-- Exercise --
In the records below, find the line containing "Target: green chain-link fence"; restate it and every later line word for word, through the last.

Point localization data

▽

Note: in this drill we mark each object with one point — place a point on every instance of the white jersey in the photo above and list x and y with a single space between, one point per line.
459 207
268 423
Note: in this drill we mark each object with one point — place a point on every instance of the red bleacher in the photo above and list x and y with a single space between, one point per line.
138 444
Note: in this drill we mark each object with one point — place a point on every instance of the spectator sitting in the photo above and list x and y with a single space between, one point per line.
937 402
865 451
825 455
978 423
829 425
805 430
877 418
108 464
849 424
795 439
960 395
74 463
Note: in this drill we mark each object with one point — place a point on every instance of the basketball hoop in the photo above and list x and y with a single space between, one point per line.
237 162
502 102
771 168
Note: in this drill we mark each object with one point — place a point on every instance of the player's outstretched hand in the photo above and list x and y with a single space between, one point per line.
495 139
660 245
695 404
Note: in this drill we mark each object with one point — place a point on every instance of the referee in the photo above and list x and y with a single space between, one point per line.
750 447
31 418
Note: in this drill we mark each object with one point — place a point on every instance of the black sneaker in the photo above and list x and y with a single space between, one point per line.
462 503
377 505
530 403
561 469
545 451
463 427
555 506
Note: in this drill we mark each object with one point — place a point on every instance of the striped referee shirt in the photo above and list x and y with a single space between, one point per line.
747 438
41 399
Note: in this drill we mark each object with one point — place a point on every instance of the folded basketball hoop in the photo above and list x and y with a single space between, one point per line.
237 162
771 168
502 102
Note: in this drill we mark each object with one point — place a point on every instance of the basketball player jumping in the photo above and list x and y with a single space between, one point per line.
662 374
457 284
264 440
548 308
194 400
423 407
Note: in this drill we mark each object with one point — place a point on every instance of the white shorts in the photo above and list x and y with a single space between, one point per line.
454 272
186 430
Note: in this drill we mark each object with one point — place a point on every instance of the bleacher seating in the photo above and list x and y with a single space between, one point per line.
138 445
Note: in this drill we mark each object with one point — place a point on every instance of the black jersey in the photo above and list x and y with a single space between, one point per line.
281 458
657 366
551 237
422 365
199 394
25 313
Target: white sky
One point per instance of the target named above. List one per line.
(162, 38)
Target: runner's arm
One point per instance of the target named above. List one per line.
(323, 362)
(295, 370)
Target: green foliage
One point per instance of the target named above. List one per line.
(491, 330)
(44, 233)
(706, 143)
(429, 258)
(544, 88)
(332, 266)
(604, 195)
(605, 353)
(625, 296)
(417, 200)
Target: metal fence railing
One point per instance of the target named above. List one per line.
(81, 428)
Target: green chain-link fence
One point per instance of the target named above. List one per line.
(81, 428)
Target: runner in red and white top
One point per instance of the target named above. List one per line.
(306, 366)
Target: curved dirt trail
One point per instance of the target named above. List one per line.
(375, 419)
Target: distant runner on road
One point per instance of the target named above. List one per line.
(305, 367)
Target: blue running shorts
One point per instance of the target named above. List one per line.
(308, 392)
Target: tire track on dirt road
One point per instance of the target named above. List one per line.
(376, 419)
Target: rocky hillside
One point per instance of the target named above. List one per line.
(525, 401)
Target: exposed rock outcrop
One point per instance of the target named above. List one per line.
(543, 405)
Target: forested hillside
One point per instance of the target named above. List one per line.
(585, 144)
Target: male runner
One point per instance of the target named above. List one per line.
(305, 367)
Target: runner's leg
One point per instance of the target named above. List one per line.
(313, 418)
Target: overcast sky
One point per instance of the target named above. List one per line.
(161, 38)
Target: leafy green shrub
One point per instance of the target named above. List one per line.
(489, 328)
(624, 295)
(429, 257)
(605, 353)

△

-- Your response --
Target: green chain-link fence
One point per instance of the target named above. List one per line.
(81, 428)
Target: runner in red and white top
One point per instance of the target named above. List one per line.
(306, 366)
Target: curved dirt trail
One point per instance of the target named above. List one per line.
(375, 419)
Target: distant runner on road
One point per instance of the target named above. List one per line.
(305, 367)
Target: blue running shorts
One point per instance of the target named above. List one per line.
(308, 392)
Target: tire track on dirt road
One point per instance of the target named above. List one per line.
(376, 419)
Target: rocky hillside
One point per instance of the target named above. List one per line.
(525, 401)
Target: exposed rock outcrop
One point per instance of the target named above. List one per line.
(543, 405)
Target: forested hillside
One point per instance of the target named above. List one per line.
(585, 144)
Target: male runner
One point per instance of the target named above. List one per line.
(305, 367)
Target: runner's leg
One point per instance of the target named above. List one per line.
(313, 418)
Target: overcast sky
One point per instance of the target named above. List one per line.
(161, 38)
Target: leafy green shrub
One point per instance of the target named above. List one per line.
(489, 328)
(624, 295)
(429, 257)
(605, 353)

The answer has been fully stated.